INSTRUCTIONS TO FOLLOW — Needed from the data below: every line from the one with "Target: white wall" up to and including the one with "the form [664,614].", repeated exactly and with nothing else.

───── ENTRIES SHOWN ─────

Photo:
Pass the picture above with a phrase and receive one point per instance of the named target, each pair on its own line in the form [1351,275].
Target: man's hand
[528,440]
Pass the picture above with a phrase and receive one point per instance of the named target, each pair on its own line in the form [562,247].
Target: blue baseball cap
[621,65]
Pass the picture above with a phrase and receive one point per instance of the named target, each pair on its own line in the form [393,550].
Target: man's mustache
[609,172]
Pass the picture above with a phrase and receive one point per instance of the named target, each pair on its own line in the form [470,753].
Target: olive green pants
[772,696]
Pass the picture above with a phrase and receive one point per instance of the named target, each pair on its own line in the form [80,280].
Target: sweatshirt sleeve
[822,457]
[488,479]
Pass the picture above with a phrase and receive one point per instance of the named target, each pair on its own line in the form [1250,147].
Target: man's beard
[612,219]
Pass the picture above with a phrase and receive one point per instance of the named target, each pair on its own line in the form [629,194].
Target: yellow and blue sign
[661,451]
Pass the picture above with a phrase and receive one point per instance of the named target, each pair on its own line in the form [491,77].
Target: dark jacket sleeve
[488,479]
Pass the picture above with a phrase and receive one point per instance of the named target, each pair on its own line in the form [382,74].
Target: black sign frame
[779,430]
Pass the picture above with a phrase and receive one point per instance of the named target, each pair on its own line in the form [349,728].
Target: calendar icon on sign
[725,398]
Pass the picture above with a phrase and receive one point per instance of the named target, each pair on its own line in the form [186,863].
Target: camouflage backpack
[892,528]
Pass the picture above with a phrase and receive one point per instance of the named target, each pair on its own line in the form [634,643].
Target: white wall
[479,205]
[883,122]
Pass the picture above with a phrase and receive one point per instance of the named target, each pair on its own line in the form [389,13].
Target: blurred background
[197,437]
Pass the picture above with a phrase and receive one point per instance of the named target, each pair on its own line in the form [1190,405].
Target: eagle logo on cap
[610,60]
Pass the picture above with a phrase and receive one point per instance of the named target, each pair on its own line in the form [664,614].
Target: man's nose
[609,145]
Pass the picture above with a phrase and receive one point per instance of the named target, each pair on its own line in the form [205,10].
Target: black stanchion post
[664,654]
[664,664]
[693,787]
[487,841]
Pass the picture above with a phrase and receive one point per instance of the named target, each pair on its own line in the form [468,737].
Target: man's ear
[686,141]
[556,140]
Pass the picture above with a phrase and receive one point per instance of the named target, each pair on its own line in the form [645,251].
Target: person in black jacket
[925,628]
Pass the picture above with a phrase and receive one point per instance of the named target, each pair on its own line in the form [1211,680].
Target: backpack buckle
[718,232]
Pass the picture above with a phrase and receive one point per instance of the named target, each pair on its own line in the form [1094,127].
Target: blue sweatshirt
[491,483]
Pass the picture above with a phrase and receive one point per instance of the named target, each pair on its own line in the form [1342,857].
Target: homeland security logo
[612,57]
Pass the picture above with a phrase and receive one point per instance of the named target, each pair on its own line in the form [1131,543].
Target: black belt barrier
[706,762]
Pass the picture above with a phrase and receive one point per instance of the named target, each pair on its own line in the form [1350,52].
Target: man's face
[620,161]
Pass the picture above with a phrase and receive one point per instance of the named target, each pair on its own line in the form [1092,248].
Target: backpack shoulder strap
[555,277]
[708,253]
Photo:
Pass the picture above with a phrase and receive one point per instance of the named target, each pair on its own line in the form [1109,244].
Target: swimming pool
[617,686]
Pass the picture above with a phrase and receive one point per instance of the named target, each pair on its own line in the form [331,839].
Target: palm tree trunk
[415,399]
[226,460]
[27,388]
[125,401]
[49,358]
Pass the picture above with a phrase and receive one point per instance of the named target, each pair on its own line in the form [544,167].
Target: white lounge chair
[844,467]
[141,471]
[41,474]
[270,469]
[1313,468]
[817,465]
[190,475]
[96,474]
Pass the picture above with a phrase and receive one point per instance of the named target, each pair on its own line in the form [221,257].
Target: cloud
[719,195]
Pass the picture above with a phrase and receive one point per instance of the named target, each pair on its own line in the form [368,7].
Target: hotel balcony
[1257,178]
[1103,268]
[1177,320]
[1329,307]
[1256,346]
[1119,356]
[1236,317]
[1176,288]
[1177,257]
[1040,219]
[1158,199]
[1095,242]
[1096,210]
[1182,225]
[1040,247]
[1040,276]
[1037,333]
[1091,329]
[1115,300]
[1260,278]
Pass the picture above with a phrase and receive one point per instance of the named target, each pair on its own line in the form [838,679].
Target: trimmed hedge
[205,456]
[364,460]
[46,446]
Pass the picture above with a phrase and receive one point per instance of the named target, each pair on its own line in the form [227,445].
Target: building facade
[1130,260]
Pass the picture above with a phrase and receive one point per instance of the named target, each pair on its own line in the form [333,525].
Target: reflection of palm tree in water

─────

RESPONSE BOX —
Target: white wall
[479,205]
[883,122]
Pass the picture above with a phrase and receive one point per instance of the named target, each pair on its own line in the form [389,13].
Target: blurred background
[197,437]
Pass the picture above with a phrase and receive one point per instance of the named target, each pair on its own line in the form [1190,405].
Target: eagle logo on cap
[610,60]
Pass the picture above with a phrase and receive one point per instance of the named target, each pair on its own line in the form [664,614].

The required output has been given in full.